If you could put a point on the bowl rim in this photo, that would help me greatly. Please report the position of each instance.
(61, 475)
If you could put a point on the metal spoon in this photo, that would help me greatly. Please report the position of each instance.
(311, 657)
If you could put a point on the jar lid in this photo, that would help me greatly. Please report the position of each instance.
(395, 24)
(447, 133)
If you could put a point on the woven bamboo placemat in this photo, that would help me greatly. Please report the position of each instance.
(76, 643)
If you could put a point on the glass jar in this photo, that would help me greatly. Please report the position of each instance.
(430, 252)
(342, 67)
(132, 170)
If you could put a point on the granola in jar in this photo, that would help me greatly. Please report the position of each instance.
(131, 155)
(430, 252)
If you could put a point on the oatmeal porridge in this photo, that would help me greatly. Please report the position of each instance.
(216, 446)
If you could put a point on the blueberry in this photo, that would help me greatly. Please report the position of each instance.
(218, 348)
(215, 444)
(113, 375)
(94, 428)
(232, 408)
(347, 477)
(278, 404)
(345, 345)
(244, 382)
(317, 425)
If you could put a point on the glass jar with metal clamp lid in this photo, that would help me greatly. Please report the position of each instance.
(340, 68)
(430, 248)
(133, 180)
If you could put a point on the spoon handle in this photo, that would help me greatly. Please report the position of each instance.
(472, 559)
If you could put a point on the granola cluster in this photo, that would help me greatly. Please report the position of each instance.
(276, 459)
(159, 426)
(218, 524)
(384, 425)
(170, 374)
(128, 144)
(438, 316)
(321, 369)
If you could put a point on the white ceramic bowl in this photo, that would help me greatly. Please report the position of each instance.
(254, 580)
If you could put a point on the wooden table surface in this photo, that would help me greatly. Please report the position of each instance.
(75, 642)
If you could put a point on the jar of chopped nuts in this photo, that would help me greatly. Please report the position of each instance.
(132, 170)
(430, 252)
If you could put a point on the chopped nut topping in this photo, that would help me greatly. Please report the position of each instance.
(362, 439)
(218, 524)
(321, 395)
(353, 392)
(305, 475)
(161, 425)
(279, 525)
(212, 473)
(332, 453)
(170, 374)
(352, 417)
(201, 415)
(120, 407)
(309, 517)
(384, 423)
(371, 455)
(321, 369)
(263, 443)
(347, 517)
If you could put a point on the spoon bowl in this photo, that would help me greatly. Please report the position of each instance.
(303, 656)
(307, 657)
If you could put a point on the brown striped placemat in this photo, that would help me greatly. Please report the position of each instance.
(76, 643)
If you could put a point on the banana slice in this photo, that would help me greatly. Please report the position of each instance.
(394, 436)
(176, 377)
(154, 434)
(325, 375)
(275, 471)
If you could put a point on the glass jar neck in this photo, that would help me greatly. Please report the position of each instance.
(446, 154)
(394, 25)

Your task:
A complete, exact transcription of the data above is required.

Response area:
If you could put a point on the bowl rim in this photo, that would help me greatly. Please report the position of each instance.
(61, 475)
If you could put a point on the metal spoon in this photo, that would help me greatly. Please report the position of each instance.
(311, 657)
If you could put a point on the jar lid in this photo, that would help me greatly. Please report the position of each instance.
(395, 24)
(447, 133)
If you could put a point on the woven bamboo placemat in this photo, that would help me greatly. Please report the position of each instance.
(76, 643)
If you could put a point on the glass jar in this photo, that would help me greatly. Please report the position of each instance.
(430, 252)
(342, 67)
(132, 170)
If you could put a point on the granola in jar in this photo, that would help me greatly. Please report the position of each instance.
(131, 155)
(430, 252)
If you could put a point on the oatmeal porridge in this photo, that would help me greatly. Please report the position of each instance.
(216, 446)
If you could put a point on the blueberry in this photo, that would help me greatly. Please report the position of each instance.
(218, 348)
(215, 444)
(113, 375)
(94, 428)
(232, 408)
(347, 477)
(278, 404)
(345, 345)
(244, 382)
(317, 425)
If you could put a point on the glass jar with metal clamp lid in this photo, that would help me greatly. Please report the position of each instance.
(340, 68)
(430, 248)
(133, 180)
If you could put a point on the spoon handle in this photo, that would help me greatly. Please report the position of each instance.
(472, 559)
If you could put a point on the granola cluster in this photo, that would help me greatly. Please report the position of each instance.
(276, 459)
(159, 426)
(218, 524)
(384, 425)
(170, 374)
(128, 144)
(438, 316)
(321, 369)
If you could put a point on the white ceramic bowl in this photo, that would help me greatly. Please report the position of each instance.
(254, 580)
If you could put a point on the wooden table surface in this photo, that would help me greatly. Please report the position of each instance.
(75, 642)
If you could put a point on the jar of chopped nuts in this photo, that would help me greatly. Please report the position of each instance.
(132, 170)
(430, 252)
If you could put a point on the chopped nut topping in this photo, that would help me greatly. Please report the position of each instance.
(362, 439)
(218, 524)
(321, 395)
(353, 392)
(305, 475)
(161, 425)
(279, 525)
(212, 473)
(332, 453)
(170, 374)
(352, 417)
(201, 415)
(120, 407)
(309, 517)
(384, 423)
(371, 455)
(321, 369)
(263, 443)
(347, 517)
If you could put a point on the spoon bowl in this photo, that would help me greatly. Please report the position of each instance.
(303, 656)
(307, 657)
If you could put a point on the brown striped placemat in this photo, that would help me greatly. Please report the position of each instance.
(76, 643)
If you could put a point on the banana slice in this photo, that would help me greatly. Please report the position of each instance.
(394, 436)
(176, 377)
(154, 434)
(325, 375)
(275, 471)
If you could put a point on the glass jar neck in this photo, that would help me greatly. Please report the position of each instance.
(446, 154)
(394, 25)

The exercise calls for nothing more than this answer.